▸ Aim
Please return the lines below word for word, leaving out the pictures.

• • • •

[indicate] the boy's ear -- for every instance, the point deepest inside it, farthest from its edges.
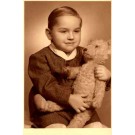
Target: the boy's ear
(48, 34)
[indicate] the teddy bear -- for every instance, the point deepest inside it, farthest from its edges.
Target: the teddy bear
(95, 53)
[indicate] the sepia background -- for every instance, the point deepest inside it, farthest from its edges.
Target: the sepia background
(96, 18)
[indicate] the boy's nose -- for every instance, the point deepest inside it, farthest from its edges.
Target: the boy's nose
(70, 35)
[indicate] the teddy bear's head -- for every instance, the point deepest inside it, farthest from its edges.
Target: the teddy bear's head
(97, 50)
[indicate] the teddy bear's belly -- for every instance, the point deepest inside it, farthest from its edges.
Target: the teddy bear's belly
(84, 84)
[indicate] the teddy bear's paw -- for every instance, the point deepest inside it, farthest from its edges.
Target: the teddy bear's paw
(96, 104)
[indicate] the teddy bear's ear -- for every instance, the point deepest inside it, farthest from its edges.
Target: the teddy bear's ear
(109, 46)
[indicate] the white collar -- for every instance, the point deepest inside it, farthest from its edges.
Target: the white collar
(63, 54)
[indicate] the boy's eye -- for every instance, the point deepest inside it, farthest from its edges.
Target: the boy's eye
(63, 31)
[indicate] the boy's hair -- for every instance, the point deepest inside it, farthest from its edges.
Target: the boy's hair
(62, 11)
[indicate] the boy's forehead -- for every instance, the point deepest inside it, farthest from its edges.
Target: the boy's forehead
(67, 21)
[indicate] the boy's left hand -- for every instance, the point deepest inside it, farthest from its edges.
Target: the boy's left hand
(102, 73)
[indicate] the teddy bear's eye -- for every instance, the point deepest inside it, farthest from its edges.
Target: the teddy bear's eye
(96, 46)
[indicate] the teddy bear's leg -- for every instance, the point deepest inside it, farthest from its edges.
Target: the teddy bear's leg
(95, 125)
(99, 93)
(56, 125)
(46, 106)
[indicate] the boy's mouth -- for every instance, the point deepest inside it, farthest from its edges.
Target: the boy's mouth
(69, 43)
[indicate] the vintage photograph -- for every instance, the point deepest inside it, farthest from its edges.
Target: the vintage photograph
(67, 64)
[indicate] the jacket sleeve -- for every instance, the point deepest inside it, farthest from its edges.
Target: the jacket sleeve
(45, 82)
(108, 85)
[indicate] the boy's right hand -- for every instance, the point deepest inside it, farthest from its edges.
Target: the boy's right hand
(78, 102)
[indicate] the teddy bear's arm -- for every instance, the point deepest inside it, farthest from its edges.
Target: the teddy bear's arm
(44, 105)
(99, 93)
(71, 72)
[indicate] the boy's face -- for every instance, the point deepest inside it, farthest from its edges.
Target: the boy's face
(66, 33)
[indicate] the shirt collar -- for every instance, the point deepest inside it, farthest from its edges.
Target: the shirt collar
(63, 54)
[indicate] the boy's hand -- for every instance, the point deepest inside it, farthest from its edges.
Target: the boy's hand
(77, 101)
(102, 73)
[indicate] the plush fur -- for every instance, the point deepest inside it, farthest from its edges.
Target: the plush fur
(96, 53)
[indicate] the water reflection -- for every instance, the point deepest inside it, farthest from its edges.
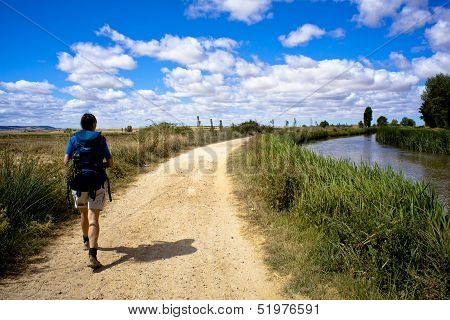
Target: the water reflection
(431, 168)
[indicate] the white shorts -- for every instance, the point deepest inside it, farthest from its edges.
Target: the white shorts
(84, 201)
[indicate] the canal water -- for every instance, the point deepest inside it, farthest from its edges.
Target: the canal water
(432, 168)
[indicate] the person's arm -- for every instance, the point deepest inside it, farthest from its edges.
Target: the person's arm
(68, 152)
(109, 162)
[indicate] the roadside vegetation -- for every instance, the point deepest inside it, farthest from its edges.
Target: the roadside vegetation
(337, 229)
(33, 185)
(416, 139)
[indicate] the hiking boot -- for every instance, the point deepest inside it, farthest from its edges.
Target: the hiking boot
(94, 263)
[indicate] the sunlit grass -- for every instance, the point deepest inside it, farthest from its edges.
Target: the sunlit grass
(344, 230)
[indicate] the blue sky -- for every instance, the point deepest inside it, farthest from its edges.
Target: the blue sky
(231, 60)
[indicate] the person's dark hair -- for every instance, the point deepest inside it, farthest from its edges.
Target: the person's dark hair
(87, 121)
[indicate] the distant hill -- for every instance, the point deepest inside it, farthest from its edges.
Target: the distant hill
(27, 128)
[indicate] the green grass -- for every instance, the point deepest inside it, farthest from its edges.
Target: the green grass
(416, 139)
(32, 179)
(341, 230)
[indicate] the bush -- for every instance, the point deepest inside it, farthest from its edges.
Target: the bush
(406, 122)
(32, 195)
(435, 108)
(381, 121)
(324, 124)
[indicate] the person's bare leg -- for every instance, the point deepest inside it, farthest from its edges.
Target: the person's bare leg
(84, 221)
(94, 231)
(94, 228)
(84, 226)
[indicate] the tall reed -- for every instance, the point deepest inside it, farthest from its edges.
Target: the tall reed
(386, 235)
(416, 139)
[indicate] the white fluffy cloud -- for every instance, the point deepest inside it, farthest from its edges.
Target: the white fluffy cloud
(411, 17)
(94, 66)
(248, 11)
(28, 86)
(202, 53)
(428, 67)
(94, 94)
(213, 80)
(399, 60)
(406, 15)
(372, 12)
(301, 35)
(305, 33)
(439, 36)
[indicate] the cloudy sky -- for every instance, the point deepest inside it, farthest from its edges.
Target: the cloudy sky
(169, 60)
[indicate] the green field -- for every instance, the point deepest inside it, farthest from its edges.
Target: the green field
(33, 178)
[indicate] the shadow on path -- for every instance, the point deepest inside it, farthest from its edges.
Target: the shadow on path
(160, 250)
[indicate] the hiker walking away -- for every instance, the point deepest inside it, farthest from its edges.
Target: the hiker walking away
(87, 148)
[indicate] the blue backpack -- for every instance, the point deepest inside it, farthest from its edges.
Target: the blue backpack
(88, 173)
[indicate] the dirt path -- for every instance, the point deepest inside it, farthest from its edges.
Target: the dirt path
(174, 234)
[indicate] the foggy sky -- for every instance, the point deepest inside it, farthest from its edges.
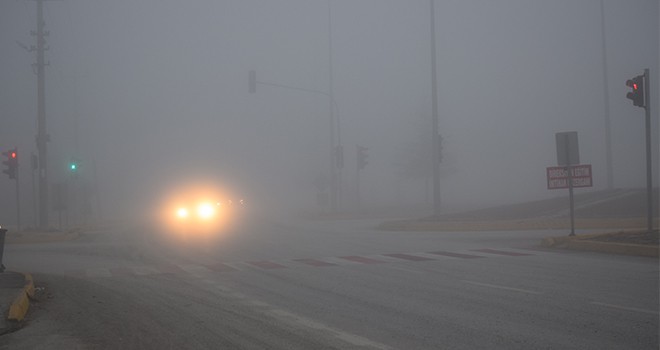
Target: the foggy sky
(159, 91)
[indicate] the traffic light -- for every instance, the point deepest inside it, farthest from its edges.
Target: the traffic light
(11, 162)
(439, 148)
(74, 165)
(252, 82)
(362, 157)
(637, 93)
(339, 156)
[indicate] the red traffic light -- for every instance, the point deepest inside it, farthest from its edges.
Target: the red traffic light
(637, 93)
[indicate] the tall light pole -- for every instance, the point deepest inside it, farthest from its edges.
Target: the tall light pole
(42, 136)
(606, 102)
(335, 170)
(435, 129)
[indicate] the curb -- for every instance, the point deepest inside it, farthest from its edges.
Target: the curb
(583, 243)
(508, 225)
(21, 303)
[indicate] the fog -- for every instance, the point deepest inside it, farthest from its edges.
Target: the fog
(151, 95)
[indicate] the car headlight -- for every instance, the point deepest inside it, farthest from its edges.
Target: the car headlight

• • • •

▸ Exercise response
[indicate] the boy's ear -- for every instance, the point deepest inside it, farthest from its edges.
Target: the boy's ear
(48, 34)
[indicate] the teddy bear -- for every instance, the point deepest inside it, farthest from its edges.
Target: the teddy bear
(95, 53)
[indicate] the sepia background -- for every instance, the point deepest inside it, farthest from its edges.
Target: the sepia background
(96, 18)
[indicate] the boy's nose -- for every instance, the point deepest inside it, farthest from its edges.
Target: the boy's nose
(70, 35)
[indicate] the teddy bear's head -- for every instance, the point deepest inside it, farthest from its edges.
Target: the teddy bear's head
(97, 50)
[indicate] the teddy bear's belly -- for every instance, the point deepest inside it, farthest from its edges.
Target: the teddy bear's belly
(84, 84)
[indicate] the teddy bear's paw -- for every instance, the point deepest inside it, farthest from its edges.
Target: the teddy bear's paw
(96, 104)
[indicate] the teddy bear's ear -- for every instance, the point deepest inside it, farthest from its edges.
Target: the teddy bear's ear
(109, 46)
[indicate] the white collar -- for every instance, the point deepest inside it, farthest from its edges.
Target: the white collar
(63, 54)
[indicate] the boy's eye -- for every instance, the point deepest inside it, farthest from its edges.
Target: the boy's eye
(63, 31)
[indicate] the boy's hair -- for every instance, the point deepest inside it, farthest from its edges.
Target: the boy's hair
(62, 11)
[indicate] the boy's forehead -- for every instance, the point deepest inside it, farthest from its edges.
Target: the boy's forehead
(67, 21)
[indicate] the boy's left hand -- for every instance, the point deepest inside it, farthest from its edges.
Target: the boy's left hand
(102, 73)
[indicate] the teddy bear's eye -- for every instance, the point deepest inside it, farthest from its edges.
Target: the teddy bear's eye
(96, 46)
[indicate] the teddy bear's leg -- for every instance, the point deepest inside it, farthest from its edges.
Target: the teddy bear's leg
(95, 125)
(99, 93)
(56, 125)
(46, 106)
[indicate] the boy's mouth -- for every instance, the point deepest inside it, farthest from its edges.
Target: the boy's mouth
(69, 43)
[indicate] the vintage photograph -- for every instance, the point deepest inside it, farthest from its edges.
Target: the vintage photograph
(67, 64)
[indicate] the jacket sleeve -- for every instance, the point deepest inside it, farthest from its edges.
Target: the jacket sleeve
(45, 82)
(108, 85)
[indicate] the boy's right hand -- for every instance, the point deepest inside it, farthest from its edges.
Target: the boy's right hand
(78, 102)
[indicate] the teddy bear's arm -- for every instance, the point deepest inside it, farthest from its edges.
Target: the teddy bear's arm
(44, 105)
(99, 93)
(71, 72)
[indicate] the boy's face -- for every instance, the point deepest inside it, farthest from its edges.
Target: the boy's face
(66, 33)
[indicate] the shirt collar -- for every instance, the point deepest inside it, farthest from its edges.
Target: the shirt collar
(63, 54)
[indicate] the boy's hand -- for every instance, the point deepest inside it, farthest from its edges.
Target: the boy's hand
(77, 101)
(102, 73)
[indicate] the plush fur -- for every instance, the point deepest inside it, farthest from its edges.
Target: the plush fur
(96, 53)
[indicate] the water reflection -- for every instance, the point deepest inside it, farthest from its edges.
Target: the water reflection
(431, 168)
[indicate] the white shorts -- for every instance, the point deepest inside it, farthest from its edges.
Target: the white shorts
(84, 201)
[indicate] the canal water -- for every instance, the point deepest inside it, farthest from its edges.
Target: the canal water
(432, 168)
[indicate] the person's arm -- for every instance, the point deepest inside it, farthest from its edges.
Target: the person's arm
(68, 152)
(109, 162)
[indicate] the roadside vegetation -- for every instance, the point deepest inside it, farthest from its edges.
Target: the roadside vegetation
(337, 229)
(33, 185)
(416, 139)
[indicate] the hiking boot -- for every instance, the point deepest inside it, farthest from its edges.
Target: the hiking boot
(94, 263)
[indicate] the sunlit grass -- for every instance, the point deepest inside it, farthest from its edges.
Target: the sunlit grass
(344, 230)
[indicate] the blue sky -- for every instance, the point deepest inside it, farthest from its edges.
Target: the blue sky
(231, 60)
[indicate] the person's dark hair -- for every instance, the point deepest inside it, farthest from its edges.
Target: the person's dark hair
(87, 121)
[indicate] the distant hill -- for every instance, the point deepest inside it, farthest from its edges.
Target: the distant hill
(27, 128)
[indicate] the green grass -- for every instance, the point deepest inside it, farthest from its edges.
Target: the green grass
(416, 139)
(32, 179)
(341, 230)
[indicate] the bush -- for every instance, the point deepest inside it, farthest from its edges.
Target: the bush
(406, 122)
(32, 195)
(435, 108)
(381, 121)
(324, 124)
[indicate] the person's bare leg -- for every instance, the point deepest inside it, farthest from its edges.
Target: the person's bare leg
(84, 221)
(94, 231)
(94, 228)
(84, 226)
[indicate] the tall reed -- for every instance, the point deepest inside it, farthest from its edges.
Target: the tall reed
(386, 235)
(416, 139)
[indicate] the white fluffy cloud -- for every instance, the point deepest inside it, farthest from its edges.
Target: the white fluffy cloud
(411, 17)
(94, 66)
(248, 11)
(28, 86)
(202, 53)
(428, 67)
(94, 94)
(213, 80)
(399, 60)
(406, 15)
(372, 12)
(301, 35)
(305, 33)
(439, 36)
[indicate] the cloudy sky -- for every instance, the point deepest inside it, farthest from its edges.
Target: the cloudy sky
(169, 60)
[indicate] the green field -- for every instance, the point deepest inside it, farthest from its edges.
Target: the green field
(33, 178)
[indicate] the shadow on path -- for every instance, the point deepest inside it, farthest from its edges.
Target: the shadow on path
(160, 250)
[indicate] the hiker walking away -- for every instance, the point deepest inside it, farthest from its edges.
Target: the hiker walking away
(87, 148)
[indicate] the blue backpack -- for every instance, the point deepest inside it, farthest from its edges.
Target: the blue backpack
(88, 173)
[indicate] the dirt path -- for every instance, the point deepest inside it, farthest from its edges.
Target: the dirt path
(174, 234)
[indicate] the foggy sky -- for every instance, the point deepest inside it, farthest from its edges.
Target: the foggy sky
(159, 91)
[indicate] the traffic light -- for every instance, the point deepest inside it, farthest from its edges.
Target: the traffic light
(11, 162)
(439, 148)
(74, 165)
(252, 82)
(362, 157)
(637, 93)
(339, 156)
[indicate] the red traffic light -- for every instance, the point deepest inside it, farthest from its edges.
Target: the red traffic light
(637, 93)
[indicate] the tall light pole -- for every instance, the point deepest inside it, farthest from its edges.
Target: the tall light pole
(42, 136)
(606, 102)
(335, 170)
(435, 129)
[indicate] the curb -- for every instance, the point deepest inside it, farthest from its edges.
Target: the curb
(583, 243)
(508, 225)
(21, 303)
[indicate] the fog -- for every instance, the point deepest inside it, farthest from its edges.
Target: the fog
(151, 95)
[indicate] the car headlight -- for every instance, the point deepest inside it, farthest from its edges.
Target: the car headlight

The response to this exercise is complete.